Direction 1 — In the OSHA letter on the Cotton Dust Standard, how does the new standard define "disposable respirators"?
Direction 2 — Please extend the OSHA letter on the Cotton Dust Standard, picking up after its final sentence.

Selected text —
-- BEGIN --

- Standard Number:
OSHA requirements are set by statute, standards and regulations. Our interpretation letters explain these requirements and how they apply to particular circumstances, but they cannot create additional employer obligations. This letter constitutes OSHA's interpretation of the requirements discussed. Note that our enforcement guidance may be affected by changes to OSHA rules. Also, from time to time we update our guidance in response to new information. To keep apprised of such developments, you can consult OSHA's website at https://www.osha.gov.
April 15, 1986
Peter G. Nash, Esq.
Ogletree, Deakins, Nash, Smoak and Stewart
1200 New Hampshire Avenue, N.W., Suite 230
Washington, D.C. 20036
Dear Mr. Nash:
This is in response to your February 10 letter concerning the Cotton Dust Standard. You requested on behalf of your client, the Minnesota Mining and Manufacturing Company (3M), a respirator manufacturer, that the Occupational Safety and Health Administration (OSHA) grant an administrative stay of enforcement of the respirator selection table of the Cotton Dust Standard. Specifically, you have objected to OSHA's decision to limit the use of disposable respirators to situations where cotton dust concentration is no greater than five times the permissible exposure limit (PEL).
The new standard defines "disposable respirators" to mean that the filter element is an inseparable part of the respirator. 29 CFR 1910.1043(f)(2)(i) Table 1 note 1 (50 Fed. Reg. 51175)(Dec. 13, 1985). As a manufacturer of one such [disposable] respirator, the "8710", your client has requested the agency to reconsider its decision to assign this class of respirators a protection factor (PF) of five, and to stay the implementation of the respirator selection table pending reconsideration.

-- END --

Given material —
-- BEGIN --

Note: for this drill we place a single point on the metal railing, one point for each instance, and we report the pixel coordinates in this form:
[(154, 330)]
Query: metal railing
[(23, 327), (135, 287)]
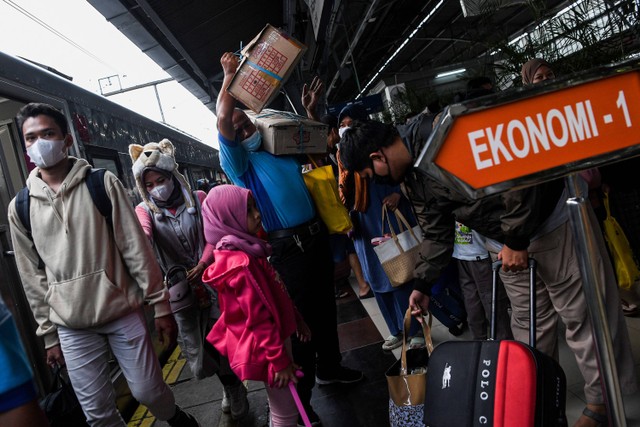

-- END --

Written answer 1 — The filter element is an inseparable part of the respirator.

Written answer 2 —
[This document was edited on 8/18/99 to strike information that no longer reflects OSHA policy.]
The assigned protection factor reflects the ratio of contaminant outside the respirator to contaminant inside the respirator. It is set by taking into account two measurable elements -- filter efficiency and fit factor. In addition, the Agency must take into consideration that respirators do not perform as well in the workplace as they do under laboratory conditions.
"Filter efficiency" tests the amount of the contaminant which is captured by the filter itself. The "fit factor" is a measurement of the leakage that occurs between the respirator face seal and the face. Face seal leakage can be determined by use of either a quantitative or qualitative fit test. A "quantitative" fit test (QNFT) uses laboratory equipment to numerically measure leakage of the seal between the respirator facepiece and the wearer's face. A "qualitative" fit test (QLFT) assesses the adequacy of respirator fit by determining whether or not an individual wearing the respirator can detect the odor, taste, or irritation of a chemical introduced in the vicinity of the wearer's head.
A simple method of determining prior to each use whether a respirator has any gross leaks is the use of a "positive and negative pressure fit check." To perform this test, an employee places his hand over the respirator's inhalation or exhalation valves and blows or inhales to determine whether air is escaping from the face seal. This method is not adequate for assessing fit factor, however.
In the cotton dust standard, OSHA developed a table which assigns protection factors to respirators for protection against exposure to cotton dust (50 Fed. Reg. 51175, Table 1). For each different category listed in the table, the specified respirators can be used for protection up to the assigned multiple of cotton dust concentration. In developing this table, the Agency accepted the respirators' filtering capacity and looked to fit to determine the different protection factors. Accordingly, although there are various types of filter media, we uniformly accepted the filtering capacity of all particulate filters. Thus, all disposable respirators with any type of particulate filters are grouped together and given an assigned protection factor of five. This includes single use, dust, dust and mist, or dust, mist and fume.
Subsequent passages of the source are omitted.